We get the second-by-second updates, hear the most expert information. We can marvel over the sophistication of the vast arsenal of machinery that is able to measure shifts in wind speeds within a tenth of a mile, explain the meaning of the most minute changes, report the arrival time, project the inevitability of the outcome. But despite all the machinery and the ever-growing avalanche of information the truth is clear. We can know everything, but can do nothing. Except offer up our frail human hope that Katrina might make an unexpected, charitable, blessed turn. It is not in our hands. We are crippled before her. We are waiting.

Thursday, August 25, 2005

I Think That I Shall Never See...


.. an ego smaller than a tree.

Katie Couric is quoted as saying she "will decide," soon whether to leave NBC and the Today Show to take over at CBS Evening News. Yeah. Murrow, Cronkite, Rather and now Couric completing the connection. The big 4 in relevant, qualified, believable newscasters.

And if Couric doesn't come maybe the bosses at CBS can get Clay Aiken and Paula Abdul to co-anchor and they can sing the headlines for us.
____________________
→ Exercise instructions
Set down, word for word, everything in the excerpt above from "I Think That" down to "qualified, believable newscasters.".

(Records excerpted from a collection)
____________________
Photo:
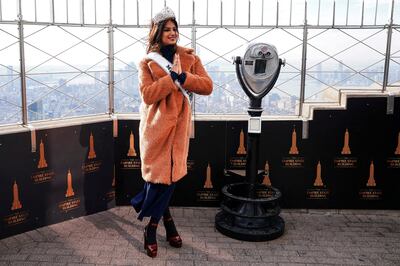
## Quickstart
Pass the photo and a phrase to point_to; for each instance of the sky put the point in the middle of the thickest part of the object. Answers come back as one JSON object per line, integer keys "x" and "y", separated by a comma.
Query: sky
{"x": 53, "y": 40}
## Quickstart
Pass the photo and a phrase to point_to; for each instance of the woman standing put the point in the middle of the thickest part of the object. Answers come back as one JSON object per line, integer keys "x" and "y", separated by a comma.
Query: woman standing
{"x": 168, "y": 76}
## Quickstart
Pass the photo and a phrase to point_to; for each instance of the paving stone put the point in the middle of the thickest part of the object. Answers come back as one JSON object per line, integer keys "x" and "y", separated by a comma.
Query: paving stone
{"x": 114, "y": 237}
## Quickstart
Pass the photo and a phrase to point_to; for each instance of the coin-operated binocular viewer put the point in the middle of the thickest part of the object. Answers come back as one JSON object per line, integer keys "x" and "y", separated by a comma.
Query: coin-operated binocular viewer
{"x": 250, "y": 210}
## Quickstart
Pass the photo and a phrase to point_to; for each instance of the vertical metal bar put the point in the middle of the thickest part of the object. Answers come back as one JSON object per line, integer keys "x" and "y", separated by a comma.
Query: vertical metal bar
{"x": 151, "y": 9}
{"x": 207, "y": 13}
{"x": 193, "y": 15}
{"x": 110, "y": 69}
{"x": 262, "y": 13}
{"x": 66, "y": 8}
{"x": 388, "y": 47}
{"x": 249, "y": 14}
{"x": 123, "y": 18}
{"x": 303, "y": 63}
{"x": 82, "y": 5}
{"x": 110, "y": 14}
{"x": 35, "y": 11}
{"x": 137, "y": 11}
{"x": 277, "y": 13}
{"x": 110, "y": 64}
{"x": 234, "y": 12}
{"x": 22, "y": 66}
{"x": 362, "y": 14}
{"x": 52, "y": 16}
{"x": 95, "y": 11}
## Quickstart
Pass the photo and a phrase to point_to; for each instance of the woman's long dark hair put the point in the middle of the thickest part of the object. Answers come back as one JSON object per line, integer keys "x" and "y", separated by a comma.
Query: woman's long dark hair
____________________
→ Result of this exercise
I Think That I Shall Never See...


.. an ego smaller than a tree.

Katie Couric is quoted as saying she "will decide," soon whether to leave NBC and the Today Show to take over at CBS Evening News. Yeah. Murrow, Cronkite, Rather and now Couric completing the connection. The big 4 in relevant, qualified, believable newscasters.